### Quoted text

————————

Aviva's with-profits protects policyholders from market turmoil

Article date: 10 February 2012

  • With-profits products provide protection for customers who wish to invest in the markets but don’t want to be exposed to the full impact of volatile market conditions.
  • A £10,000 with-profits bond purchased 10 years ago is now worth £15,410, giving customers a total return of 54.1% and significantly outperforming a bank or building society average savings account return of 23.7% over the same period (all figures after tax and charges). 
  • With-profits not only outperforms the average savings account, but can also outperform many other investment options, as the annualised returns (over 10 years) on a £10,000 investment show:
    • Aviva With-Profits Bond £15,410 or 4.4% pa
    • Average savings account* £12,367 or 2.2% pa
    • ABI UK Mixed Investment 20%-60% Shares - Life** £13,400 or 3.0% pa
    • ABI UK Mixed Investment 40%-85% Shares - Life** £13,804 or 3.3% pa
    • FTSE100 with dividends reinvested** £15,227 or 4.3% pa
  • In 2011, Aviva added £954 million in bonuses to customers’ with-profits policy values (£525 million in annual bonuses and £429 million in final bonuses).
  • In 2011, 16,000 with-profits bond customers benefited from our valuable inflation protected guarantee. Payouts for a further 15,000 policyholders, whose policies reach their fifth anniversary during 2012, will be protected by the inflation protected guarantee. 
  • Market value reductions (MVRs) reduced by an average of 2.6% in April 2011, increasing the policy value for customers where an MVR applies.

2011 overview
Investment markets remained extremely volatile during 2011, with the FTSE falling 5.5% due principally to European debt and US recessionary concerns. The consensus view is that low growth and interest rates will continue to be key economic factors over the medium-term.

This challenging economic backdrop has highlighted the success of the prudent approach we have taken to managing our With-Profits Fund for the benefit of our customers who have been protected from the full impact of these volatile market conditions.

What does this mean for our customers?
A with-profits bond with an initial investment of £10,000 and held for 10 years:

  • Is worth £15,410 (as at January 2012), a return of 4.4% per annum. 
  • Has outperformed a bank or building society average savings account which returned 2.2% per annum (after basic rate tax and charges). 
  • Has grown by 1.0% (net of tax & charges) during 2011.

A 25-year £50 per month mortgage endowment in the main Aviva With-Profits Fund, taken out on 1 January 1987, has a maturity value of £31,950 and grew 7.4% in 2011. Over the 25 years of the policy, this equates to an annual return of 5.6% (all figures net of tax).

————————

Saved entries:

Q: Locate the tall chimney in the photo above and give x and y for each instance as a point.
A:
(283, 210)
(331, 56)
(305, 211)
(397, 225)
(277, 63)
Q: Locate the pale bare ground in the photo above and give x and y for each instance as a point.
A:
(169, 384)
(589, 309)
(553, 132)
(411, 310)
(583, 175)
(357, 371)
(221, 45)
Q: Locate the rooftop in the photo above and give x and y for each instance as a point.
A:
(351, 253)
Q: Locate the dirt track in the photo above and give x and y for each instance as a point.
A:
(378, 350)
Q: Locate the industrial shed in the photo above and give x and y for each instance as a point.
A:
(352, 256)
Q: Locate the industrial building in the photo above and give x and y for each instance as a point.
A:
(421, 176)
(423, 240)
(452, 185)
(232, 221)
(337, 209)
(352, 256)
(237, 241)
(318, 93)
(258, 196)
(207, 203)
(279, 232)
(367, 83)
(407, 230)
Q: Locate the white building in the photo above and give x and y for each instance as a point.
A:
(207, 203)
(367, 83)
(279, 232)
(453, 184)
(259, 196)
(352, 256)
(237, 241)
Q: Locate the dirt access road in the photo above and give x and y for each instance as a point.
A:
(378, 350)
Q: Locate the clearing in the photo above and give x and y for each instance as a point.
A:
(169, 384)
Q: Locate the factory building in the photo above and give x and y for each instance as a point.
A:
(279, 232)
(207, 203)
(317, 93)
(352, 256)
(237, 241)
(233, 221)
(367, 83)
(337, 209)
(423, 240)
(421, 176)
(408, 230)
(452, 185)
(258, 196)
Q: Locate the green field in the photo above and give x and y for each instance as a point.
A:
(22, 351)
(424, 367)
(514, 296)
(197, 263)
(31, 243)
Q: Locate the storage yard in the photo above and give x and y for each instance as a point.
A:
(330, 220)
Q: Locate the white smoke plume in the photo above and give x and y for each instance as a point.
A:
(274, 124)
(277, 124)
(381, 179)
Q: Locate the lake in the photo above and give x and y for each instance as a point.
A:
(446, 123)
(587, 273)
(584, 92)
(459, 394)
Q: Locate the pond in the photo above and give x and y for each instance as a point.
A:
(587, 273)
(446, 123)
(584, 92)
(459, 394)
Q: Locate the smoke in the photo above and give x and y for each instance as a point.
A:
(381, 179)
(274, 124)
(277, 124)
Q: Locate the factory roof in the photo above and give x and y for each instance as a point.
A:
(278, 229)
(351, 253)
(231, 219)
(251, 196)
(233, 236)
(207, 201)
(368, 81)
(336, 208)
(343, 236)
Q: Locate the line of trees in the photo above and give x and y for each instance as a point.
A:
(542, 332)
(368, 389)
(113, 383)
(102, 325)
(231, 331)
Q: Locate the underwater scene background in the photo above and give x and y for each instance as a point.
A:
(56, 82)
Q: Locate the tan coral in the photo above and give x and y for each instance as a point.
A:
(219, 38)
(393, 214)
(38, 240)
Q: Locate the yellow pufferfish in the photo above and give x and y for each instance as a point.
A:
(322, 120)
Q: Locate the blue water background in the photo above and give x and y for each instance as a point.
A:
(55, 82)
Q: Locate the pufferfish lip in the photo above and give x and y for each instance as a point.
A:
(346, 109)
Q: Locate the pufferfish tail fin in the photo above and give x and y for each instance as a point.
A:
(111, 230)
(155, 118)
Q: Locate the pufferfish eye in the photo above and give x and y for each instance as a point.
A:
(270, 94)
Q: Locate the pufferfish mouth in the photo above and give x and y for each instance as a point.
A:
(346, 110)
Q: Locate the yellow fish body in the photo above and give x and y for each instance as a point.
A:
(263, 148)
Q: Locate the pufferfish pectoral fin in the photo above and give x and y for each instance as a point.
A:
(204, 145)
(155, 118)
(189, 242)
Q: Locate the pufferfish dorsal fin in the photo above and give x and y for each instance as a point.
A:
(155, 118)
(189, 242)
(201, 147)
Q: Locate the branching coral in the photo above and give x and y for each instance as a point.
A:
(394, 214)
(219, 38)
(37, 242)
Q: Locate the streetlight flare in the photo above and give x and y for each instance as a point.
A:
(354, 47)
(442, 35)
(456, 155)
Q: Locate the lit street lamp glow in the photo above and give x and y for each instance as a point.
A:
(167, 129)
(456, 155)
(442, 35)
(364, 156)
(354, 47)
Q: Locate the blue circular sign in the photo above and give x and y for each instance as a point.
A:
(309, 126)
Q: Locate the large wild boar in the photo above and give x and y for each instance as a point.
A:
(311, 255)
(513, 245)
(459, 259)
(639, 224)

————————

### Actions to take
1. In the Aviva with-profits article, what total amount in bonuses did Aviva add to customers' with-profits policy values in 2011?
2. From the Aviva with-profits article, output the passage between "2011 overview" and "rate tax and charges).", inclusive.
3. Decide whether each statement agrees with the Aviva with-profits article, and give the article's deciding words for each.
(a) A 25-year mortgage endowment taken out on 1 January 1987 grew 7.4% in 2011.
(b) Market value reductions rose by an average of 2.6% in April 2011.
(c) During 2011 the FTSE fell by 5.5%.

### Results for each task
1. £954 million.

2.
2011 overview
Investment markets remained extremely volatile during 2011, with the FTSE falling 5.5% due principally to European debt and US recessionary concerns. The consensus view is that low growth and interest rates will continue to be key economic factors over the medium-term.

This challenging economic backdrop has highlighted the success of the prudent approach we have taken to managing our With-Profits Fund for the benefit of our customers who have been protected from the full impact of these volatile market conditions.

What does this mean for our customers?
A with-profits bond with an initial investment of £10,000 and held for 10 years:

  • Is worth £15,410 (as at January 2012), a return of 4.4% per annum. 
  • Has outperformed a bank or building society average savings account which returned 2.2% per annum (after basic rate tax and charges).

3.
(a) Yes: "taken out on 1 January 1987, has a maturity value of £31,950 and grew 7.4% in 2011"
(b) No: "Market value reductions (MVRs) reduced by an average of 2.6% in April 2011"
(c) Yes: "with the FTSE falling 5.5% due principally to European debt and US recessionary concerns"